* _DIRECTIONS_
Rewrite every line of the listing below, replacing "returned marker" with "returned point" wherever it occurs and leaving everything else unchanged.

╭─ SUPPLIED MATERIAL

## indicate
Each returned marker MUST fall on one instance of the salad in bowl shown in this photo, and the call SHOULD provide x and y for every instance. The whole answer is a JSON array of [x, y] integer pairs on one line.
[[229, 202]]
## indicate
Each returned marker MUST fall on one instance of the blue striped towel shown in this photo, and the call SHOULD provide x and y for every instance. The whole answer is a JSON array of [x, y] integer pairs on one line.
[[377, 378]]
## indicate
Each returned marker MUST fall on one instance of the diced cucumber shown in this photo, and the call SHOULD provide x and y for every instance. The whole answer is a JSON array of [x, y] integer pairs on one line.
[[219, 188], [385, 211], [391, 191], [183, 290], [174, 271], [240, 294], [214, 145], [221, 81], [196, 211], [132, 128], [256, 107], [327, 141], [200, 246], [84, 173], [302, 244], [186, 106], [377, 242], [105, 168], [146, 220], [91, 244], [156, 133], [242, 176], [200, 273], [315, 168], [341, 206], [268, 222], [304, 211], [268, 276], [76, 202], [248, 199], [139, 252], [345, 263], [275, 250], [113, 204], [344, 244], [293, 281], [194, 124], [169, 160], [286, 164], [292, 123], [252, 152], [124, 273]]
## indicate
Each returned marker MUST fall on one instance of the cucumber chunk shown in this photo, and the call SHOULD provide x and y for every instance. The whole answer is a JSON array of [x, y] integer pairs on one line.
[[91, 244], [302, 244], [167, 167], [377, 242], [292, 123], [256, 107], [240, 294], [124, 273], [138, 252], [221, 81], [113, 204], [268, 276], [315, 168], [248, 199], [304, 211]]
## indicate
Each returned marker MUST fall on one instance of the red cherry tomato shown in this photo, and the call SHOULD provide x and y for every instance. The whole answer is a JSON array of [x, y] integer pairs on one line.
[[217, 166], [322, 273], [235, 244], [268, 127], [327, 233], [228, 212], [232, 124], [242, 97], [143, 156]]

╰─

* _PROBLEM SOLUTION_
## indicate
Each returned point MUST fall on one instance of the salad in bowl shown in this photo, and the call SHOULD provide x and y for every instance. The whole answer is a JSON array of [x, y] integer pairs on one line.
[[229, 202]]
## indicate
Each returned point MUST fall on one instance of the blue striped towel shown in this photo, and the call SHOULD provide x and y for every instance. The whole answer is a JSON array of [x, y] integer pairs on one line.
[[377, 378]]
## indicate
Each returned point MUST fall on one instance of the diced cucumber shown in this photo, and the call SHOULD provide x and y for every instance. The whole answer is a JSON array of [x, y] integer pairs on one line.
[[219, 188], [385, 211], [391, 191], [183, 290], [174, 271], [240, 294], [214, 145], [221, 81], [196, 211], [132, 128], [256, 107], [327, 141], [200, 246], [84, 173], [302, 244], [186, 106], [377, 242], [105, 168], [146, 220], [91, 244], [156, 133], [242, 176], [200, 273], [315, 168], [341, 206], [268, 222], [304, 211], [268, 276], [76, 202], [248, 199], [139, 252], [345, 263], [275, 250], [113, 204], [344, 244], [293, 281], [194, 124], [169, 160], [286, 164], [292, 123], [252, 152], [124, 273]]
## indicate
Each returned point MUST fall on one instance of the cucumber chunk shown in this photo, and the call SHOULD provide x and y for every instance. The whole answer is a JSON array of [x, y] integer pairs on one line.
[[91, 244], [302, 244], [167, 167], [377, 242], [292, 123], [256, 107], [240, 294], [124, 273], [138, 252], [221, 81], [113, 204], [268, 276], [315, 168], [248, 199], [304, 211]]
## indicate
Each returned point MUST fall on one instance of the red cherry tomato shown in this photo, and the call SHOULD provide x and y for every instance. The whole answer is a JSON array of [x, y] integer pairs on one line.
[[217, 166], [322, 273], [235, 244], [268, 127], [327, 233], [228, 212], [232, 124], [242, 97], [143, 156]]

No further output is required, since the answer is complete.